WHAT IS EXPECTED
From the material beneath, pull every line with the word "person".

SUPPLIED RECORDS
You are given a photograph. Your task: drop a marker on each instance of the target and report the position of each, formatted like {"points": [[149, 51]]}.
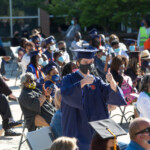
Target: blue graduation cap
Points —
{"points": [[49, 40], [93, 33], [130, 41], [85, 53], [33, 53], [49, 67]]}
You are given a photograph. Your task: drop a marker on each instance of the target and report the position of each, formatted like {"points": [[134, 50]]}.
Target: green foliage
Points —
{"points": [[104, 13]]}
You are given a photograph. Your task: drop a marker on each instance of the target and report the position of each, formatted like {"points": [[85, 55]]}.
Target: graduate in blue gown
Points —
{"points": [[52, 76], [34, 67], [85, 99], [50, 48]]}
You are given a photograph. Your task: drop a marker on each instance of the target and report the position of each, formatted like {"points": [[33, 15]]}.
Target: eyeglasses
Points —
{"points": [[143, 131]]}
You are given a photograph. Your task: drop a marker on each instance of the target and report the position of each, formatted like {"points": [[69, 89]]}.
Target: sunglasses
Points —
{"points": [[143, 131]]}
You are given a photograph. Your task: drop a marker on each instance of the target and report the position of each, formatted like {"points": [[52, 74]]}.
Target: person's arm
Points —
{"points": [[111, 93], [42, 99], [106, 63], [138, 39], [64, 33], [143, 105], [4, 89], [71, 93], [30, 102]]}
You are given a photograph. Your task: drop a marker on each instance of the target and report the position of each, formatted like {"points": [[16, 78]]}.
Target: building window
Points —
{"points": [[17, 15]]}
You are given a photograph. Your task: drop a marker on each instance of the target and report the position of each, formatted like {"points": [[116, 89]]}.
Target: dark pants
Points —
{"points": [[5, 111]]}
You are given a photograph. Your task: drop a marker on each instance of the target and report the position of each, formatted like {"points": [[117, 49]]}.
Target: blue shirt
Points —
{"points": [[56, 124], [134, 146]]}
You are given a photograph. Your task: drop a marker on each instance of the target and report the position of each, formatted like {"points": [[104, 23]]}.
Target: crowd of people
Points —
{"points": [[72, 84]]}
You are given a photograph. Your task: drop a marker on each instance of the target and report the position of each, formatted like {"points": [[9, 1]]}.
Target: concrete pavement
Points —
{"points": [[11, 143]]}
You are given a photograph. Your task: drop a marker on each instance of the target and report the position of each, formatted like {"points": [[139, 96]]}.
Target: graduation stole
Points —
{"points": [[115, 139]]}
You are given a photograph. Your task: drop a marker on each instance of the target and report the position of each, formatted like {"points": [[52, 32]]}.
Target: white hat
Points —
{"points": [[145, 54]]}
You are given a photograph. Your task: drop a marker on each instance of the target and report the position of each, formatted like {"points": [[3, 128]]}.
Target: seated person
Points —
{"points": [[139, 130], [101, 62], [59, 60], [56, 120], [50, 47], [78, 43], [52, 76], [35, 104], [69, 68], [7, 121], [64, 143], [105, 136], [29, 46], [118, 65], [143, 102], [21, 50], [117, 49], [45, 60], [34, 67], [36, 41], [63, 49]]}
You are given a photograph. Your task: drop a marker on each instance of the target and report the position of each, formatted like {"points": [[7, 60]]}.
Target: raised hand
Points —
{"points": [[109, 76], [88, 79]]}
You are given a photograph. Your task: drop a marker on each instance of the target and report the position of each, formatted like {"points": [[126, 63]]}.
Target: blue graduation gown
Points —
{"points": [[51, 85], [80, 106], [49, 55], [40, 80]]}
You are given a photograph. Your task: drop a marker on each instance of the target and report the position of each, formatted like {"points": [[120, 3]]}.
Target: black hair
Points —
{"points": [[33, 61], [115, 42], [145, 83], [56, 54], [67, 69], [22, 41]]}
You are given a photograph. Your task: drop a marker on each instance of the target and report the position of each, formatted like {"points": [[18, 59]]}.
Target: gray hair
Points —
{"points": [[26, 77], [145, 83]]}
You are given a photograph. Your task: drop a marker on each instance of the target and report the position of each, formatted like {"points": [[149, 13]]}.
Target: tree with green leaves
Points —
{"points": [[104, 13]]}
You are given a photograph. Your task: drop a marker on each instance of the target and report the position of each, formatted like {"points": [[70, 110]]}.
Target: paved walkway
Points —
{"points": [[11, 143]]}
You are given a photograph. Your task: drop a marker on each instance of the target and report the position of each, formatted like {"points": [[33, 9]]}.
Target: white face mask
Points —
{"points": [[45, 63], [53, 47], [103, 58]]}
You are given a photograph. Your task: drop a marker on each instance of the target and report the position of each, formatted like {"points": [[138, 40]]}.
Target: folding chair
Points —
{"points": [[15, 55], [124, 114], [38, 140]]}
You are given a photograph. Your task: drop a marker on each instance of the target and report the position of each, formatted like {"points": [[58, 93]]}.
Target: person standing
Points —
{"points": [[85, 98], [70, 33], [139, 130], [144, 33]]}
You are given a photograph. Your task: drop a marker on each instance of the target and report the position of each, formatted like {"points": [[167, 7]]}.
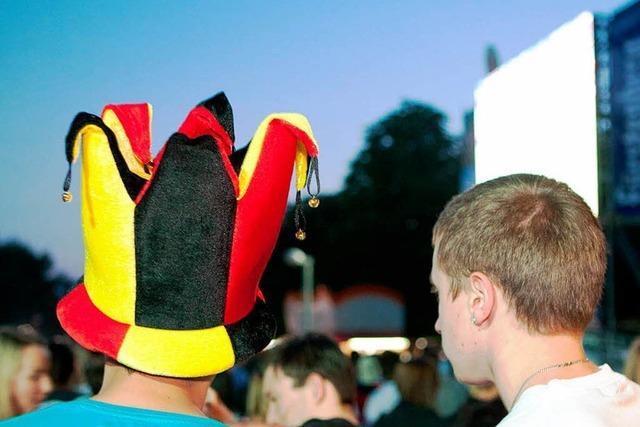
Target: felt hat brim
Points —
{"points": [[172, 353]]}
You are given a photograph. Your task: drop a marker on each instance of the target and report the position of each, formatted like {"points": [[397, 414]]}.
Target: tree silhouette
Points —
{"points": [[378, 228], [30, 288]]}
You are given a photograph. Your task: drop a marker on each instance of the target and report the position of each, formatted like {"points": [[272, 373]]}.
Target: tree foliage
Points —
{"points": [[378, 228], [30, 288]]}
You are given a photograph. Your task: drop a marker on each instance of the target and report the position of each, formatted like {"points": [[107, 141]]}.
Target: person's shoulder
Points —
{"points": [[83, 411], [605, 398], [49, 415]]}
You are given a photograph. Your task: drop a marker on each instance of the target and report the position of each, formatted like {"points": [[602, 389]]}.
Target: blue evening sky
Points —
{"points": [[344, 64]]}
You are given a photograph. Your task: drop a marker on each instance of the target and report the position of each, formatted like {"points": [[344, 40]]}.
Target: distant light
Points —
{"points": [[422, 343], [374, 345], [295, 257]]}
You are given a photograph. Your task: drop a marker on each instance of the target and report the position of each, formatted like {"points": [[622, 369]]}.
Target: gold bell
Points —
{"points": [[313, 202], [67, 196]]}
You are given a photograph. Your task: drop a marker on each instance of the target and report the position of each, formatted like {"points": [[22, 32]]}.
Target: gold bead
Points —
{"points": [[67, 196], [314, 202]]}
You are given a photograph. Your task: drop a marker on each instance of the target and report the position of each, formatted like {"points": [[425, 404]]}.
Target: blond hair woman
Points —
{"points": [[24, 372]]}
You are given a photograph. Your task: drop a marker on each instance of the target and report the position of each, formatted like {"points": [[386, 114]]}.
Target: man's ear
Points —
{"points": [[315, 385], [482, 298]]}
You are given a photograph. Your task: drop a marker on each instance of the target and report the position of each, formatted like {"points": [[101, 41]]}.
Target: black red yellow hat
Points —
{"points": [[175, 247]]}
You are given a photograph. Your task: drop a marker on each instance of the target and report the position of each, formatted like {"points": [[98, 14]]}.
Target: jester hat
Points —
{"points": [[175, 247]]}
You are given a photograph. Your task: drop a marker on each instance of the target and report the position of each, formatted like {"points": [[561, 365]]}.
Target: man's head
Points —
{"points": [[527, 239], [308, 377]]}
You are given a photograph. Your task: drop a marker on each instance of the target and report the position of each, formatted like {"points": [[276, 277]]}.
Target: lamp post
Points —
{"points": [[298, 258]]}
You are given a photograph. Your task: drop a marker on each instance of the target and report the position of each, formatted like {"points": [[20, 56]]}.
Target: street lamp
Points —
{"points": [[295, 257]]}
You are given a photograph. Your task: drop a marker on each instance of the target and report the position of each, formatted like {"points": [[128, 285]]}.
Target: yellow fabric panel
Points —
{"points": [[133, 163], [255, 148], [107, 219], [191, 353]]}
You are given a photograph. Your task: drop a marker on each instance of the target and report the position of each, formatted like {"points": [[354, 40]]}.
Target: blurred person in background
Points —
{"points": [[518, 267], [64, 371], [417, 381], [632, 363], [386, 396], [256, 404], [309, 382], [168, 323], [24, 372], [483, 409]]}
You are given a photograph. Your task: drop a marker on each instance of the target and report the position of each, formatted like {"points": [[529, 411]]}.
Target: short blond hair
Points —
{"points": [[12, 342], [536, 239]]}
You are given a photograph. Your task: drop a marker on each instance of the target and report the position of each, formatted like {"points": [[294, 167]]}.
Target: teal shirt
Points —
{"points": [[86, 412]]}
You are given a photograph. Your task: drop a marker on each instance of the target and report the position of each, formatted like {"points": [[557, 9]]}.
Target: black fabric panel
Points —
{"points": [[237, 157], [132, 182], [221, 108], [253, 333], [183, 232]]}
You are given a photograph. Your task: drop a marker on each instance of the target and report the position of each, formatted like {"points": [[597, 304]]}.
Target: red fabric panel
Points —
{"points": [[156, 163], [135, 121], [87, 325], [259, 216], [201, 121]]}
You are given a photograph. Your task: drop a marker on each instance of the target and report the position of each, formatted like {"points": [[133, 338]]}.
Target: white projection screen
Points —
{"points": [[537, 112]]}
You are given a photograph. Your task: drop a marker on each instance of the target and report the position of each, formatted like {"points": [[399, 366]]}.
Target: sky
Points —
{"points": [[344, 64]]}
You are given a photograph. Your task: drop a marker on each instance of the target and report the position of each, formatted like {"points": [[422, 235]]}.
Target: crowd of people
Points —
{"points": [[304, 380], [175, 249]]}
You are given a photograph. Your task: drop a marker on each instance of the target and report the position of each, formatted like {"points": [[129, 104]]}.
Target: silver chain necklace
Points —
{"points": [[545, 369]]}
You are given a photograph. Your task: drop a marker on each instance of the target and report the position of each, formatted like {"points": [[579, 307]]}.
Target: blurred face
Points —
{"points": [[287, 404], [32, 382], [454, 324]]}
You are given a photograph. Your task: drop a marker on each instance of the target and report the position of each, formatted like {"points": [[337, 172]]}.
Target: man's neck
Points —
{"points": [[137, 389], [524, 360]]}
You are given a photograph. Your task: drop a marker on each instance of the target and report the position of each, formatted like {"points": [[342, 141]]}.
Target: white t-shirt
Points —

SOLUTION TO THIS EXERCISE
Target: person's arm
Target: seated person
Target: person standing
Target: person's shoulder
Target: blurred person in background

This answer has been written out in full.